▶ **Texto citado**:

┌──

No regime revogado, havia enorme divergência interpretativa sobre o termo inicial da rescisória nos casos de formação progressiva da coisa julgada, isto é, nas situações em que a coisa julgada fosse se formando por capítulos, por parcelas da prestação jurisdicional que iriam transitando em julgado em momentos distintos. A título de exemplo, imagine uma sentença de 1º grau que condena o réu ao pagamento de danos materiais, danos morais e honorários advocatícios, mas que só haja recurso do vencido contra a condenação a título danos materiais, transitando em julgado a decisão no tocante aos danos morais e honorários advocatícios.

O STF e o TST, na vigência do CPC/1973, tinham precedentes no sentido de que o prazo para a rescisória contava de cada capítulo transitado em julgado [1], de modo que no exemplo dantes dado, haveria dois termos iniciais de rescisória: dos capítulos atinentes aos danos morais e honorários advocatícios, a data do trânsito da sentença; do capítulo atinente ao dano material, do trânsito do acórdão do recurso interposto.

O STJ, por sua vez, pensava em sentido oposto, no sentido de que havia um único termo inicial da rescisória (ainda que os capítulos da decisão rescindenda transitassem em épocas distintas como no exemplo dado): o da última decisão de proferida no processo [2].

O art. 975, caput, do CPC/2015 parece ter se inclinado em prestigiar o entendimento do STJ, estabelecendo que o direito à rescisão se extingue em 02 (dois) anos contados do trânsito em julgado da última decisão proferida no processo [3]. Mas a questão ainda parece aberta, pois não esclarece se a última decisão é a do processo como um todo (tal como pensa o STJ), ou a última decisão do processo relativa ao capítulo que se pretende rescindir (tal como pensam o STF e o TST) [4].

A outra questão problemática quanto ao termo inicial do prazo para ajuizamento da rescisória diz respeito ao fenômeno da formação da coisa julgada tida por inconstitucional.

└──

▶ **As tarefas**:
1. Reproduza, do texto sobre o prazo da ação rescisória, o trecho que começa nas palavras que contêm "O art. 975, caput, do" e termina em "tida por inconstitucional.".
2. Prossiga com o texto sobre o prazo da ação rescisória a partir do ponto em que ele para.

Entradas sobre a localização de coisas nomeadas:
┌──

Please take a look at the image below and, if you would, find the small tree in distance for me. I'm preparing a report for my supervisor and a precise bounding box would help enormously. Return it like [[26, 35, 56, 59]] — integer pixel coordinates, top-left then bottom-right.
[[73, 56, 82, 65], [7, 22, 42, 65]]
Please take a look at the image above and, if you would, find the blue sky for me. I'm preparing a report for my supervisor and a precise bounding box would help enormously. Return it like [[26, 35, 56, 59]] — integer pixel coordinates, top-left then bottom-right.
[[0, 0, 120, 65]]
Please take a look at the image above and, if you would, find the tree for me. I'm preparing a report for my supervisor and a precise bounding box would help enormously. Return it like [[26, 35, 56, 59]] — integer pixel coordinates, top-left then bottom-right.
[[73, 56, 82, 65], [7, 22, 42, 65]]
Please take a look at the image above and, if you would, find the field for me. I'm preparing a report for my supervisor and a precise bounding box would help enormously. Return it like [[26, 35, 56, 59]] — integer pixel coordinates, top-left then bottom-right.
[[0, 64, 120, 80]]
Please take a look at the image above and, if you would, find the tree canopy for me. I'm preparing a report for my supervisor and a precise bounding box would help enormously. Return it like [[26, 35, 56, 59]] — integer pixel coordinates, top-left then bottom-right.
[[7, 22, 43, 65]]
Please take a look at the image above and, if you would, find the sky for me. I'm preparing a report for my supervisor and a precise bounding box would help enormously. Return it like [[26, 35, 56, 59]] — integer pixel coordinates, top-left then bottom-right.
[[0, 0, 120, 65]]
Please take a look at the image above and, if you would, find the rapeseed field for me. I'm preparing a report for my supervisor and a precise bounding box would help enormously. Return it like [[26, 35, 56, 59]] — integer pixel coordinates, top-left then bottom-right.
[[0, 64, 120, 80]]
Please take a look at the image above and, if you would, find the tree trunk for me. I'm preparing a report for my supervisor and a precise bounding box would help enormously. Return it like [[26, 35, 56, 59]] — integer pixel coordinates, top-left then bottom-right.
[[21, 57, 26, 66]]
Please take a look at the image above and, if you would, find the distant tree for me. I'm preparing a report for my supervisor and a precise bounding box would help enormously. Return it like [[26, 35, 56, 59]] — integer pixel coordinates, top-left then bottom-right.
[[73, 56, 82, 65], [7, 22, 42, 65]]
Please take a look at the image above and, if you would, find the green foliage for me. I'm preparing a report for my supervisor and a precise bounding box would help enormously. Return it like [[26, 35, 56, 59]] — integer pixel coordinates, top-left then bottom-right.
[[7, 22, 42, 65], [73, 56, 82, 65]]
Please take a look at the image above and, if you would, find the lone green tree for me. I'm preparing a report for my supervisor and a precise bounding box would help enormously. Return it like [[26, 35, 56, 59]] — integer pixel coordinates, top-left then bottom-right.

└──

▶ **Respostas em ordem**:
1.
O art. 975, caput, do CPC/2015 parece ter se inclinado em prestigiar o entendimento do STJ, estabelecendo que o direito à rescisão se extingue em 02 (dois) anos contados do trânsito em julgado da última decisão proferida no processo [3]. Mas a questão ainda parece aberta, pois não esclarece se a última decisão é a do processo como um todo (tal como pensa o STJ), ou a última decisão do processo relativa ao capítulo que se pretende rescindir (tal como pensam o STF e o TST) [4].

A outra questão problemática quanto ao termo inicial do prazo para ajuizamento da rescisória diz respeito ao fenômeno da formação da coisa julgada tida por inconstitucional.

2.
O art. 525, § 13º, do CPC/2015 (repetido no art. 535, § 5º, relativo ao cumprimento de sentença de quantia contra a Fazenda Pública), estabelece que se considera inexigível a obrigação reconhecida no título executivo judicial – como tal objeto de impugnação ao cumprimento de sentença -, fundada em ato normativo considerado inconstitucional ou tido pelo STF por incompatível com a CF (em controle difuso ou concentrado de constitucionalidade) [5].

Esclarecem, contudo, os §§ 14 e 15 do art. 525 (repetidos §§ 7º e 8º do art. 535), que a inexigibilidade só ocorrerá se a decisão do STF que reconheceu a inconstitucionalidade tiver sido proferida antes do trânsito em julgado da decisão exequenda, pois que se a decisão do STF for proferida após o trânsito em julgado dela, caberá ação rescisória, cujo prazo será contado do trânsito em julgado da decisão proferida pelo STF.

Na cruzada do CPC/2015 em estabilizar e uniformizar a jurisprudência a qualquer custo (vide arts. 926 e 927 do CPC/2015) – ou talvez com o nítido escopo de beneficiar a Fazenda Pública (a maior beneficiada pelo regramento) –, foi criado no sistema um prazo de rescisória com termo inicial flutuante e que, definitivamente, coloca em risco a própria garantia constitucional da coisa julgada.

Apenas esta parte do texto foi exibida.